**To do:** Reproduce the material below verbatim, from the line containing "butterfly antenna, a" through the end of the material, inclusive. Leave out the pictures.

>>

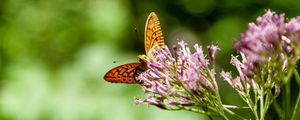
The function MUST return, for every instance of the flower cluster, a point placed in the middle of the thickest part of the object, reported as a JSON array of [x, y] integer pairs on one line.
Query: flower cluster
[[181, 79], [266, 48], [269, 50]]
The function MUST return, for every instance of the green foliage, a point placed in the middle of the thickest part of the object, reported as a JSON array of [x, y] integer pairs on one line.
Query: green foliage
[[54, 53]]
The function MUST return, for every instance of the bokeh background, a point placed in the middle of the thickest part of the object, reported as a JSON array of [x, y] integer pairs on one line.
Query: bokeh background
[[54, 53]]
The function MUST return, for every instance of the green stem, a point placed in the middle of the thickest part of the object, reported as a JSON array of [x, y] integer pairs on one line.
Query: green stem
[[297, 76], [277, 108], [296, 111], [233, 114], [261, 103], [286, 94], [287, 100]]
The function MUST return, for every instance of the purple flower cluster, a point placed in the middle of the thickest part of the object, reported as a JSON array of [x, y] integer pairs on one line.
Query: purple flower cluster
[[270, 38], [266, 48], [179, 80]]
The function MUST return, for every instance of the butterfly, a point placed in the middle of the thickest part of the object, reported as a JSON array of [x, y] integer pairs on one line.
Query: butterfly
[[127, 73]]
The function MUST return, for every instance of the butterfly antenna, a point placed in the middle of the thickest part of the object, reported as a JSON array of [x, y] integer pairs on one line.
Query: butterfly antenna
[[136, 32], [124, 60]]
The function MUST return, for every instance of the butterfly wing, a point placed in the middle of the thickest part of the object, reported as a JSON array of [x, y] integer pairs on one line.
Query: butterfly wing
[[123, 74], [153, 33]]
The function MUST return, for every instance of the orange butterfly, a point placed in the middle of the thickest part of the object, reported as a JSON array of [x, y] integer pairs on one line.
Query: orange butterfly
[[128, 72]]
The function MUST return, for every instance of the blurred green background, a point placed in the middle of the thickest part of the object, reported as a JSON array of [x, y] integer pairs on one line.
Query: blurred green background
[[54, 53]]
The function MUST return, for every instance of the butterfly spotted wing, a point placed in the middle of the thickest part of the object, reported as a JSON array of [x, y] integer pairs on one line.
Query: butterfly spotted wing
[[123, 74], [126, 73]]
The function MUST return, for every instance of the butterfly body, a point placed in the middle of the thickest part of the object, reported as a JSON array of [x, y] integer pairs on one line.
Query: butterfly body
[[127, 73]]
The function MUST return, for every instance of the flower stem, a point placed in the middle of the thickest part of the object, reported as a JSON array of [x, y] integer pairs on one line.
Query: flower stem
[[232, 113], [277, 108], [296, 111], [261, 103]]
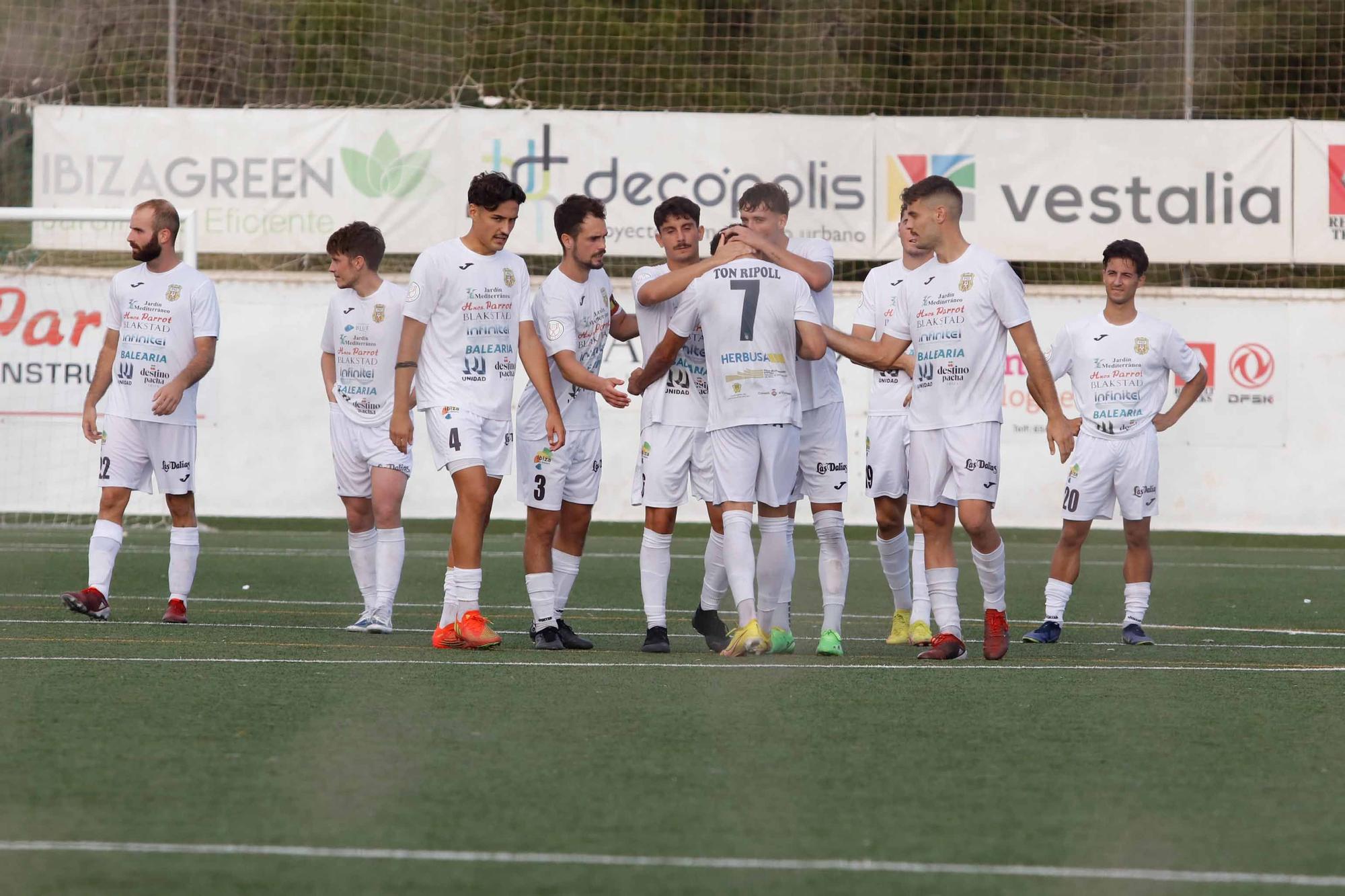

<<

**Answer to the exercise:**
The function MUST return, for every instance of the butterfly antenna, a point placed in the middle of the thickest part of the object, reported as a JSON array of [x, y] integer pairs on one line.
Query: butterfly antenna
[[136, 32], [124, 60]]
The function MUST return, for every instance of the butterfly wing, a point placed in the middle of the thickest part of the object, reported as a JSON array of [x, y] integer pairs on one line.
Query: butterfly wing
[[123, 74], [153, 33]]
The function MUST return, for every instance of the orange butterfly, a point placed in the middle of the thickest part of the object, reported as a JSON array of [x, y] integer pairs on one line.
Query: orange butterfly
[[128, 72]]
The function MUST return, for every instance of the blurred green background, a point placed in the middle of the thickest part of the object, reported as a JSON array of [x, y] integer pairs on one line.
Query: blurred green background
[[54, 53]]
The function MUST return, for every instance of the butterfly spotted wing, a point placed in the middle of the thickest part of the object, reported as a JSON array of [x, y] integer pairs on one line.
Query: butterfly spotted wing
[[123, 74], [126, 73]]
The function MUST return, for every instance of the butterfly body, a point placed in the middle of the thickest part of the object, reported as a JSON array of [x, y] integer pairs on one line.
Query: butterfly body
[[127, 73]]
The function MUST return, for every instance of the flower stem, a point placed in the middle of the thickest part of the object, reported as a JSON array of [x, y] integer pairs on one line.
Query: flower stem
[[232, 113], [277, 108], [296, 111], [261, 103]]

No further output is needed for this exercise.